_Given exercise:_
Repeat, without any change, the entries presented below.

_Provided records:_

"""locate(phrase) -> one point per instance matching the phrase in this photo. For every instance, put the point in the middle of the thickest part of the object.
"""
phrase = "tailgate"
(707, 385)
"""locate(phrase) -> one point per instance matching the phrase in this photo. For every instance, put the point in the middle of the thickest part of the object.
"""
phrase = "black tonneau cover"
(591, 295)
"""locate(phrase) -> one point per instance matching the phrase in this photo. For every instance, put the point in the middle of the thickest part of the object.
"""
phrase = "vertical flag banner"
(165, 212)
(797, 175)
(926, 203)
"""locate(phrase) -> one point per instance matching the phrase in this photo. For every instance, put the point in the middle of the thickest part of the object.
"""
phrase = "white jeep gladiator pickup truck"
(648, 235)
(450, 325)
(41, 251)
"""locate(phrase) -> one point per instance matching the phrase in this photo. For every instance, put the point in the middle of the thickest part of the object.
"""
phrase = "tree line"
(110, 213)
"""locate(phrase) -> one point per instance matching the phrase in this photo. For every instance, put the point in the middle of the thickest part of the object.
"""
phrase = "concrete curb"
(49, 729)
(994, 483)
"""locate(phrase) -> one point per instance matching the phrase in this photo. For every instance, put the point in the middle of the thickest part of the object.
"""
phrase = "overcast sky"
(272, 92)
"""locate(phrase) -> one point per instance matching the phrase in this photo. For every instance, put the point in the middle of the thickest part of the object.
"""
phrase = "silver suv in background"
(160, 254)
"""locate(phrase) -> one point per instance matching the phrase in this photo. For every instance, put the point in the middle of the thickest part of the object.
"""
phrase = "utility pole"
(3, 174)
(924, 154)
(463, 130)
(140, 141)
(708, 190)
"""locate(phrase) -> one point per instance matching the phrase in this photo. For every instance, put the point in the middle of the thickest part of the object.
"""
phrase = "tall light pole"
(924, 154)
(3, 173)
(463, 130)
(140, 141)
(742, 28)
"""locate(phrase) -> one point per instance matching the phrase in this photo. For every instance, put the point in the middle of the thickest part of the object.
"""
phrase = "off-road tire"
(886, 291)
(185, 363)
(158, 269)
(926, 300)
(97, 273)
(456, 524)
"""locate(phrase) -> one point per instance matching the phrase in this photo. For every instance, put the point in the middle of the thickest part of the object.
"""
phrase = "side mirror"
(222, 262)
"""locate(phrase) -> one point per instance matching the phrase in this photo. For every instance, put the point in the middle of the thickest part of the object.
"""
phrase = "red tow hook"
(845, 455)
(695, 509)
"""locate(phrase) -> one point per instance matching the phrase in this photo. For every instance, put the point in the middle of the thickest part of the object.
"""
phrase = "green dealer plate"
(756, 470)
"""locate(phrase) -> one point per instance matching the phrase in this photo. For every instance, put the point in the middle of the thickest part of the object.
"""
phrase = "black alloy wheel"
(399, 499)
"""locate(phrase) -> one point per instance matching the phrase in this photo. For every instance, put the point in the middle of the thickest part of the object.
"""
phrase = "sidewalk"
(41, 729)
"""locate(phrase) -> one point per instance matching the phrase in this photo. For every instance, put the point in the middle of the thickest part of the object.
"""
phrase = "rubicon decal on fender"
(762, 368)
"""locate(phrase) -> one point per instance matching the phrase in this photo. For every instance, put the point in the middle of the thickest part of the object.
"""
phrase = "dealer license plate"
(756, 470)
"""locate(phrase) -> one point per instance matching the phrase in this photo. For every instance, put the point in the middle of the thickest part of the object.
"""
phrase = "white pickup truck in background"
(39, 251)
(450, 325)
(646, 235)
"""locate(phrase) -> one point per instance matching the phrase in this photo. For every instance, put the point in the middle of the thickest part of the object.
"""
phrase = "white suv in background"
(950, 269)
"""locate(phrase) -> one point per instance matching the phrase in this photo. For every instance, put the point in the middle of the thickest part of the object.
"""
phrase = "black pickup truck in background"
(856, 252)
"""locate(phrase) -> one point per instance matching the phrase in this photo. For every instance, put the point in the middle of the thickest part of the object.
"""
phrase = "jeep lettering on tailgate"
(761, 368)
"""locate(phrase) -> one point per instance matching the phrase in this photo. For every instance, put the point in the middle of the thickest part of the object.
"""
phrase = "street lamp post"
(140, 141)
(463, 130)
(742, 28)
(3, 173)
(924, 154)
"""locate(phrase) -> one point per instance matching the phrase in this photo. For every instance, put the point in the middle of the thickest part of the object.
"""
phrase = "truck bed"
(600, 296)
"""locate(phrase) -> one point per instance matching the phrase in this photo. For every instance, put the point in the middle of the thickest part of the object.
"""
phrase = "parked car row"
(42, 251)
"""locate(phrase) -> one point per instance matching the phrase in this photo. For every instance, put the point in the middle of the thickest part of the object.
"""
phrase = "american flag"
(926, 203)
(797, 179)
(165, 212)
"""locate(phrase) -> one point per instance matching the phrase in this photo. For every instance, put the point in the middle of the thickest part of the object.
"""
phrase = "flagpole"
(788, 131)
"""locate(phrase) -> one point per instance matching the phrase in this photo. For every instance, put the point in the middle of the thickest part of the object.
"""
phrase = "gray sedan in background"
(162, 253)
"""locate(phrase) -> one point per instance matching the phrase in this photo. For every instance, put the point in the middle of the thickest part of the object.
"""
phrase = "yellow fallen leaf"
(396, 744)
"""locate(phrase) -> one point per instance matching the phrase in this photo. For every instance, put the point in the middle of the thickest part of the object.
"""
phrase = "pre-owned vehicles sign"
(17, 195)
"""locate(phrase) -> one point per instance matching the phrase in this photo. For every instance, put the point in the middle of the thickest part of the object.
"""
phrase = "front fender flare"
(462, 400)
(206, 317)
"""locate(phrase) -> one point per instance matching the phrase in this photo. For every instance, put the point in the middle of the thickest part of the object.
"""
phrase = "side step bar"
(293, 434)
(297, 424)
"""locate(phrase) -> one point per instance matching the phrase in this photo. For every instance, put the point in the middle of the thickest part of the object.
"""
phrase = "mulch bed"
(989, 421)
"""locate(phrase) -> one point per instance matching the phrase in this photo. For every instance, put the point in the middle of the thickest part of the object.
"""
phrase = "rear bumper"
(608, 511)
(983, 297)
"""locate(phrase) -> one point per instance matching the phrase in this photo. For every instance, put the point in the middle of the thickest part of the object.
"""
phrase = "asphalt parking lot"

_Result for this exercise:_
"""locate(phrase) -> one point per instance matching the phrase in this photo. For every instance, put the point in the middle of the thickest part of the object.
"""
phrase = "tailgate"
(707, 385)
"""locate(phrase) -> one point per instance matching the phrase in this photo. For every instance, put the point in the middle of the thickest part of the object.
"""
phrase = "black tonneau cover"
(591, 295)
"""locate(phrase) -> one point per instance matching the phrase in this photo. For every instance, put the point in the middle of the thickest part of the object.
"""
phrase = "vertical flag banner"
(165, 212)
(797, 175)
(926, 203)
"""locate(phrase) -> one point per instance matching the phrase in this photo. For every instance, put the point in the middle of the thickest part of the object.
"""
phrase = "white jeep gladiator pickup truck"
(648, 235)
(450, 325)
(41, 251)
"""locate(phrase) -> one point per instance matching the phrase in this photo. For every instance, put the point in the middle of the thickest part of the object.
"""
phrase = "tree line"
(110, 213)
"""locate(phrase) -> one point per instance matching the phrase in this photo. For every instance, put the point in the middle of the thickest part of the object.
"""
phrase = "concrete curb"
(49, 729)
(994, 483)
"""locate(phrase) -> one point per instance matching the phrase in this photo. For every instance, put the point in the middle of the thickest part of the object.
"""
phrase = "overcast sky"
(272, 92)
"""locate(phrase) -> one point per instance matching the phrase in this photo. For every instance, put the point in the middle of the thickest part of the object.
"""
phrase = "silver suv in background"
(160, 254)
"""locate(phrase) -> one point per instance matching the phrase in this photo. For every instance, put the point in the middle of the thickest part of the object.
"""
phrase = "utility pole"
(3, 174)
(924, 154)
(463, 130)
(140, 141)
(708, 190)
"""locate(phrase) -> one point per instance matching the phrase in this photo. For every instance, put the point in the middle of the thickest part of the object.
"""
phrase = "tall light pole"
(924, 154)
(3, 173)
(463, 130)
(140, 141)
(742, 28)
"""locate(phrase) -> one point per instance matching the phrase in this photo. For every instance, put the point in the middle of the thickest part of the object.
"""
phrase = "off-road tire"
(886, 291)
(185, 363)
(158, 269)
(926, 300)
(97, 273)
(456, 524)
"""locate(phrase) -> one point per instance matching the phrase in this photo. For every instance, put the point in the middle of the thickest part of the object.
"""
phrase = "side mirror"
(222, 262)
"""locate(phrase) -> one point per instance matching the phrase in this photo. For every instance, put the point in the middle of the thickest part of the object.
"""
phrase = "red tow hook"
(845, 455)
(695, 509)
"""locate(phrase) -> one point per instance matching the phrase in this photo. For every instance, put the point in the middle of the thickest part of the object.
"""
phrase = "green dealer plate"
(756, 470)
"""locate(phrase) -> one point per instance matching the phrase in this photo. For every instance, put the point in the middle of the thickest part of the object.
"""
phrase = "black alloy wheel"
(399, 499)
"""locate(phrase) -> one point per instance matching the phrase in this photo. For every instance, put the point in the middle of the thickest part of the object.
"""
phrase = "sidewalk"
(41, 729)
"""locate(phrase) -> one point per instance matching the phrase in this photo. For every instance, put the point in the middle of the thickest part of the object.
"""
phrase = "rubicon decal on fender"
(762, 368)
"""locate(phrase) -> one point per instance matching the phrase in this photo. For every instance, put the point in the middle of the thickest part of the object.
"""
phrase = "dealer license plate"
(756, 470)
"""locate(phrase) -> one point per instance matching the phrase in this photo. For every instance, put the point in the middle of the thickest part of the object.
"""
phrase = "white pickup truck in background"
(39, 251)
(450, 325)
(646, 235)
"""locate(phrase) -> one point per instance matching the phrase in this photo. For every instance, put the point in the middle of the thickest part of the object.
"""
phrase = "white suv in background"
(950, 269)
"""locate(phrase) -> one point per instance matching the phrase in this photo. For every instance, put the point in the middle of the thickest part of the object.
"""
phrase = "black pickup truck in background"
(856, 252)
"""locate(phrase) -> one point per instance matching the phrase in this photo. For every instance, put the point in the middle of the thickest part of the object.
"""
phrase = "jeep lettering on tailgate"
(761, 368)
"""locate(phrase) -> one point per instance matching the phrase in this photo. For every instance, put the point in the middle of the thickest part of the object.
"""
phrase = "street lamp post"
(140, 141)
(463, 130)
(742, 28)
(3, 173)
(924, 154)
"""locate(phrase) -> one point per instance matching the phrase in this photo. For every instance, put the point in the middle of the thickest part of the object.
"""
phrase = "truck bed"
(600, 296)
"""locate(phrase) -> one point per instance matching the phrase in this photo. For every instance, put the point in the middle of the thickest part of the object.
"""
phrase = "parked car row"
(42, 251)
"""locate(phrase) -> one point per instance matching the phrase in this photo. For every instance, put the point in the middle of the thickest part of the object.
"""
phrase = "american flag"
(926, 203)
(797, 179)
(165, 212)
"""locate(phrase) -> one point per instance matching the phrase in this photo. For every instance, put the point in the middle of the thickest part of the object.
"""
phrase = "flagpole"
(788, 131)
"""locate(phrase) -> one point per instance matching the phrase in this photo. For every instance, put the point in the middle of the thickest part of the object.
"""
phrase = "gray sedan in background"
(162, 253)
"""locate(phrase) -> one point per instance matching the phrase in this photo. For every instance, put the point in the middle of the thickest part of the object.
"""
phrase = "yellow fallen leaf"
(396, 744)
"""locate(phrase) -> one point per instance matching the phrase in this photo. For every instance, put the point in the middle of the thickest part of the object.
"""
phrase = "pre-owned vehicles sign"
(17, 195)
"""locate(phrase) -> one point per instance matching the phrase in this photo. For every instance, put the point in the middle of the thickest part of the object.
"""
phrase = "front fender flare"
(462, 400)
(206, 317)
"""locate(phrase) -> one point per instance matching the phrase in this photo. For every instance, put the point in the middle of the thickest part of the object.
"""
phrase = "side step bar"
(293, 434)
(297, 424)
"""locate(phrase) -> one point per instance matching the phrase in this photo. For every instance, put the point in the middle of the thickest part of the object.
"""
phrase = "mulch bed"
(989, 421)
"""locate(phrase) -> one point per instance matching the phrase in this photo. For every instance, put the point in the middle of the thickest part of the object.
"""
phrase = "rear bumper"
(608, 511)
(983, 297)
"""locate(phrase) -> one point per instance matching the phrase in this photo. For every instance, put the point in the middle of the thickest part of the object.
"""
phrase = "asphalt parking lot"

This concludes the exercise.